*Work task*
Would you output the listing exactly, with every image omitted?

*Entries shown*
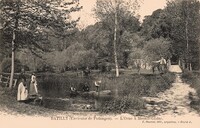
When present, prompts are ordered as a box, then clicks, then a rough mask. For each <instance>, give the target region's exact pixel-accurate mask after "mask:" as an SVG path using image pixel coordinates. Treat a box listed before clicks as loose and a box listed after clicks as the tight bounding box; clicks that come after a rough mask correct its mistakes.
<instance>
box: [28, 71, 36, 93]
mask: <svg viewBox="0 0 200 128" xmlns="http://www.w3.org/2000/svg"><path fill="white" fill-rule="evenodd" d="M29 93H30V96H34V95H38V89H37V80H36V76H35V74H34V73H33V74H32V75H31V83H30V89H29Z"/></svg>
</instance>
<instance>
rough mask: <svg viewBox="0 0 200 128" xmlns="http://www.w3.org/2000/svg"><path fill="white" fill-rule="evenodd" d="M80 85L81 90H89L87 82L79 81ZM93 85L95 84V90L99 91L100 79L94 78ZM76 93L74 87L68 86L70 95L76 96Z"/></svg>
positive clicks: (71, 86) (76, 90)
mask: <svg viewBox="0 0 200 128" xmlns="http://www.w3.org/2000/svg"><path fill="white" fill-rule="evenodd" d="M80 85H81V86H82V91H83V92H89V91H90V87H89V86H88V83H87V82H86V83H84V84H83V83H81V84H80ZM94 85H95V91H96V92H99V88H100V85H101V80H100V79H96V80H95V81H94ZM77 95H78V91H77V89H76V88H75V87H73V86H71V87H70V97H76V96H77Z"/></svg>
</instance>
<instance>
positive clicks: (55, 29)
mask: <svg viewBox="0 0 200 128" xmlns="http://www.w3.org/2000/svg"><path fill="white" fill-rule="evenodd" d="M0 8H1V16H0V18H1V20H0V21H1V24H2V30H1V31H2V33H3V36H2V39H3V42H4V43H6V44H9V45H10V46H11V48H12V50H11V52H12V68H11V77H10V84H9V87H11V86H12V82H13V75H14V60H15V51H16V49H20V48H24V47H26V48H29V49H30V50H31V51H32V52H33V53H35V54H37V53H38V51H37V50H38V49H39V50H42V51H47V50H49V48H48V47H45V43H48V36H47V35H48V34H47V33H48V31H51V33H53V35H59V36H64V35H65V34H64V33H65V31H66V30H68V29H71V28H74V27H75V26H76V23H77V22H78V20H79V19H77V20H74V21H71V20H70V17H69V14H70V13H71V12H74V11H79V10H80V9H81V8H82V7H80V6H79V3H78V2H77V1H71V2H65V1H64V0H59V1H57V0H1V1H0Z"/></svg>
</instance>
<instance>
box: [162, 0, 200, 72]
mask: <svg viewBox="0 0 200 128" xmlns="http://www.w3.org/2000/svg"><path fill="white" fill-rule="evenodd" d="M165 12H166V15H167V17H168V18H169V19H170V21H171V39H172V40H173V47H174V51H175V52H176V54H177V55H178V56H179V58H181V59H183V60H184V61H185V63H186V67H187V68H188V69H190V70H191V67H195V63H198V59H199V57H198V55H199V54H198V52H199V51H198V47H199V46H198V38H199V35H200V26H199V24H200V13H199V12H200V2H199V1H198V0H179V1H170V2H168V4H167V7H166V9H165ZM192 65H193V66H192Z"/></svg>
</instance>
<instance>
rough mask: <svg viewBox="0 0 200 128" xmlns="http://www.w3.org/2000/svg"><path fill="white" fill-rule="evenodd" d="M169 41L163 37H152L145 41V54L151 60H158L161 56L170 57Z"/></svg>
mask: <svg viewBox="0 0 200 128" xmlns="http://www.w3.org/2000/svg"><path fill="white" fill-rule="evenodd" d="M170 43H171V42H170V41H168V40H166V39H164V38H159V39H152V40H149V41H148V42H147V44H146V45H145V47H144V51H145V55H146V56H148V57H149V59H150V60H151V61H152V60H154V61H155V60H159V59H160V58H161V56H163V57H164V58H171V56H172V52H171V51H172V50H171V44H170Z"/></svg>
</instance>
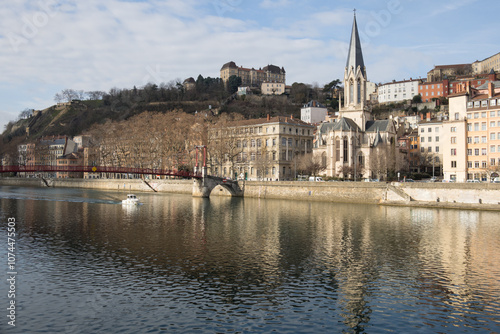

*Answer space*
When present, prompts are ordered as a box, then clicks, then a rough mask. For each <instance>, give the target region's exact pixel-accurate mask after "mask:" as an SVG path using image pixel coordinates. Treat a box listed before clicks as loose and a box listed after clicks as the tight bounding box; clicks that come after a rough mask correct its mistakes.
<instance>
box: [28, 71, 36, 93]
mask: <svg viewBox="0 0 200 128" xmlns="http://www.w3.org/2000/svg"><path fill="white" fill-rule="evenodd" d="M29 93H30V96H34V95H38V89H37V80H36V76H35V74H34V73H33V74H32V75H31V83H30V89H29Z"/></svg>
</instance>
<instance>
rough mask: <svg viewBox="0 0 200 128" xmlns="http://www.w3.org/2000/svg"><path fill="white" fill-rule="evenodd" d="M80 85L81 90H89L87 82L79 81ZM93 85L95 84V90L99 91L100 79L94 78ZM76 93L74 87L68 86L70 95L76 96Z"/></svg>
positive clicks: (71, 86) (76, 90)
mask: <svg viewBox="0 0 200 128" xmlns="http://www.w3.org/2000/svg"><path fill="white" fill-rule="evenodd" d="M80 85H81V86H82V91H83V92H89V91H90V87H89V86H88V83H87V82H86V83H84V84H83V83H81V84H80ZM94 85H95V91H96V92H99V88H100V85H101V80H100V79H96V80H95V81H94ZM77 95H78V91H77V89H76V88H75V87H73V86H71V87H70V97H76V96H77Z"/></svg>
</instance>
<instance>
positive clicks: (55, 29)
mask: <svg viewBox="0 0 200 128" xmlns="http://www.w3.org/2000/svg"><path fill="white" fill-rule="evenodd" d="M0 8H1V16H0V18H1V20H0V21H1V24H2V30H1V31H2V33H3V36H2V39H3V42H4V43H6V44H9V45H10V46H11V48H12V50H11V52H12V68H11V77H10V84H9V87H11V86H12V82H13V75H14V60H15V51H16V49H20V48H24V47H26V48H29V49H30V50H31V51H32V52H33V53H35V54H37V53H38V51H37V50H38V49H39V50H42V51H47V50H49V48H48V47H45V43H48V36H47V35H48V34H47V33H48V31H51V33H53V35H59V36H64V35H65V34H64V33H65V31H66V30H68V29H71V28H74V27H75V26H76V23H77V22H78V20H79V19H77V20H74V21H71V20H70V17H69V14H70V13H71V12H74V11H79V10H80V9H81V8H82V7H80V6H79V3H78V2H77V1H71V2H65V1H64V0H59V1H57V0H1V1H0Z"/></svg>
</instance>
<instance>
box: [162, 0, 200, 72]
mask: <svg viewBox="0 0 200 128" xmlns="http://www.w3.org/2000/svg"><path fill="white" fill-rule="evenodd" d="M165 12H166V15H167V17H168V18H169V19H170V21H171V39H172V40H173V47H174V51H175V52H176V54H177V55H178V56H179V58H181V59H183V60H184V61H185V63H186V67H187V68H188V69H190V70H191V67H195V63H198V59H199V57H198V55H199V54H198V52H199V51H198V47H199V46H198V38H199V35H200V26H199V24H200V13H199V12H200V2H199V1H198V0H179V1H170V2H168V4H167V7H166V9H165ZM192 65H193V66H192Z"/></svg>
</instance>
<instance>
rough mask: <svg viewBox="0 0 200 128" xmlns="http://www.w3.org/2000/svg"><path fill="white" fill-rule="evenodd" d="M169 41L163 37H152L145 41V54L151 60H158L161 56L170 57Z"/></svg>
mask: <svg viewBox="0 0 200 128" xmlns="http://www.w3.org/2000/svg"><path fill="white" fill-rule="evenodd" d="M170 43H171V42H170V41H168V40H166V39H164V38H159V39H152V40H149V41H148V42H147V44H146V45H145V47H144V51H145V55H146V56H148V57H149V59H150V60H151V61H152V60H154V61H155V60H159V59H160V58H161V56H163V57H164V58H171V56H172V52H171V51H172V50H171V44H170Z"/></svg>
</instance>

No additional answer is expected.